> **Text passage**:
- - - -
Attn 1911Tuner: Let's talk about Colts

Status
Not open for further replies.

Trebor

Member
Joined
Feb 15, 2003
Messages
4,817
Tuner,

I've been reading your Springfield test and rants with great interest.

I'm close to buying my first 1911. I'm holding out for a NRM Series 80 Govt Model or Commander. (The S70 are too far out of my price range right now).

What is the quality of the small parts in the NRM S 80 pistols? Do they have the same sort of extractor issues as SA?

I do NOT want to customize the pistol out of the box. My plan is to shoot the thing, ALOT, and find out what works for me before I start changing things just to change them. (i.e. I won't try to make the pistol "fit" me better until I know how it works for me "as-is." No new beavertail safetys or whatever until I know what I like or don't like about the stock configuration)

On the other hand, I DO plan to change any known problem parts that affect reliability and durability. I want to be able to put a couple thousand rounds through the pistol, and then take it to "gun skul" for a week and put more rounds through it, without it jamming or anything breaking.

Thoughts? Suggestions?

Rob
 
I'm not Tuner, but I've been looking into the same thing. Colt uses some MIM, but much less than any other commercial 1911 (excluding very expensive builds in the +$1000). The found the MIM parts that broke, and replaced them with machined bar stock.

MIM
sear
mag catch
disconnector

CAST
safety lock
grip safety

FORGED
slide
receiver
barrel
slide stop

MACHINED from bar stock
hammer
all pins
bbl link
bbl bushing
trigger finger piece
ejector
firing pin
firing pin stop
extractor

By all accounts, NRMs are very reliable and accurate too, with nice fit and finish.
 
Colts

Howdy Trebor,

Looks like natedog gave a pretty thorough list, except it omitted the hammer strut. It's blanked from steel plate, heat treated and finished. It's also redesigned, which makes it stronger than the original.

Notta problem nate...I usually forget to mention the link...:rolleyes: :D


One caveat is in order. Even though Colt threw in the towel on the
MIM extractors some time ago, it's entirely possible that there are some
still left in the pipes that have'em. They still pop up from time to time
in NIB Colts. There's an easy way to tell. Take it out of the slide and flip
it over. If it's MIM, you'll see a rectangular shaped indention at
6 O'clock. It you don't see it, it's barstock. From what I gather, they've had no more problems since they went back to machined barstock extractors.
- - - -
> **Provided data**:
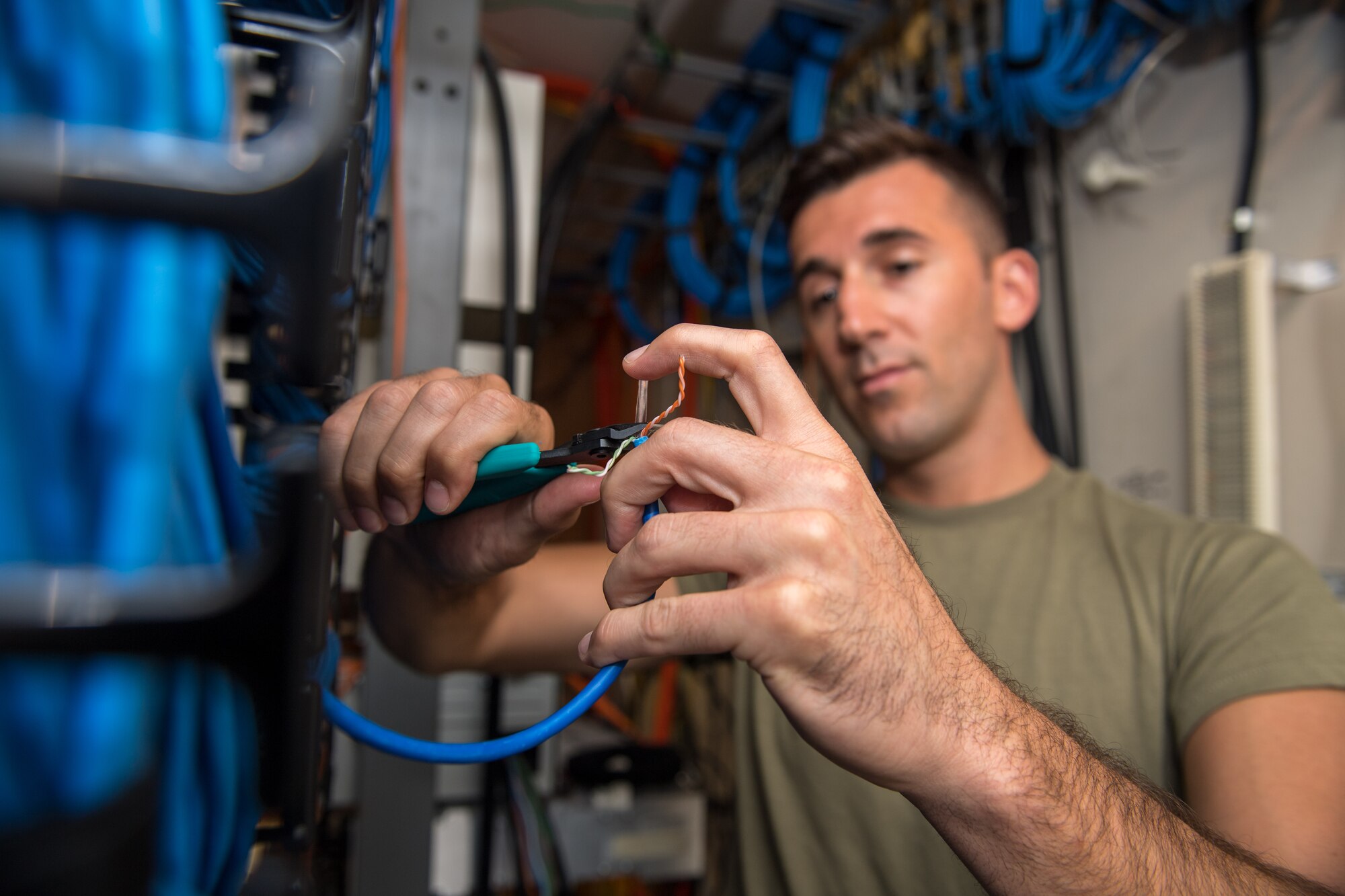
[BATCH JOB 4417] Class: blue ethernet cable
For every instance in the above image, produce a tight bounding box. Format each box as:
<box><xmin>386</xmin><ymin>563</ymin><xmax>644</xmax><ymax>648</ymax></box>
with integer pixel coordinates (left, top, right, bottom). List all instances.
- - - -
> **What this exercise asks**:
[1] From the Colt forum thread, output everything from "I've been reading" down to "the stock configuration)".
[2] Go on with the Colt forum thread from the point where it stops.
This listing has no connection to the Colt forum thread.

> **Task-by-task results**:
[1]
I've been reading your Springfield test and rants with great interest.

I'm close to buying my first 1911. I'm holding out for a NRM Series 80 Govt Model or Commander. (The S70 are too far out of my price range right now).

What is the quality of the small parts in the NRM S 80 pistols? Do they have the same sort of extractor issues as SA?

I do NOT want to customize the pistol out of the box. My plan is to shoot the thing, ALOT, and find out what works for me before I start changing things just to change them. (i.e. I won't try to make the pistol "fit" me better until I know how it works for me "as-is." No new beavertail safetys or whatever until I know what I like or don't like about the stock configuration)

[2]
As far as Series 80 pistols go, I've had very few reports of any problems with the system, and have never actually seen one that gives problems.
Also easy to check for. Fire the gun about 200 rounds and remove the firing pin and spring and the plunger and spring from the slide. If there's no sign of hard contact between the firing pin or its spring and the plunger, it's working like it should.

The parts in the slide do require that you remove them for cleaning and a light oiling more frequently than the standard 70 and pre-70 series pistols,
depending on how dirty your ammo is...but it's not a big job as long as you know the sequence for removal. It's not quite as simple as the old design...but it's still quick and easy once you've done it a time or two.

Frame parts require detail-stripping at about the same frequency as the original design, and although the gun comes apart just as fast and easy as the original, the reassembly is a little more involved. Not a Swiss watch by
any means, but it tends to try your patience until you get a handle on it.

Luck!

Tuner
 
Thanks guys. I appreciate the info.

It sounds like I should just buy the pistol and shoot it alot and not worry about any small parts breakage then, correct? I know the extractor is critical and MIM ones break easily, but do the MIM sears and other small parts hold up OK?

Eventually I'll customize the gun to personalize it to me to some extent, but since I have so little experience with 1911's, I figured I'd shoot it box stock for quite awhile first so I can figure out what changes to make. I don't even know if I prefer long trigger or short trigger or arched or flat MSH. (I'm 6'1" with long hands and fingers. Any thoughts on what trigger/MSH housings might work best?)
 
re:

Trebor asked:

and MIM ones break easily, but do the MIM sears and other small parts hold up OK...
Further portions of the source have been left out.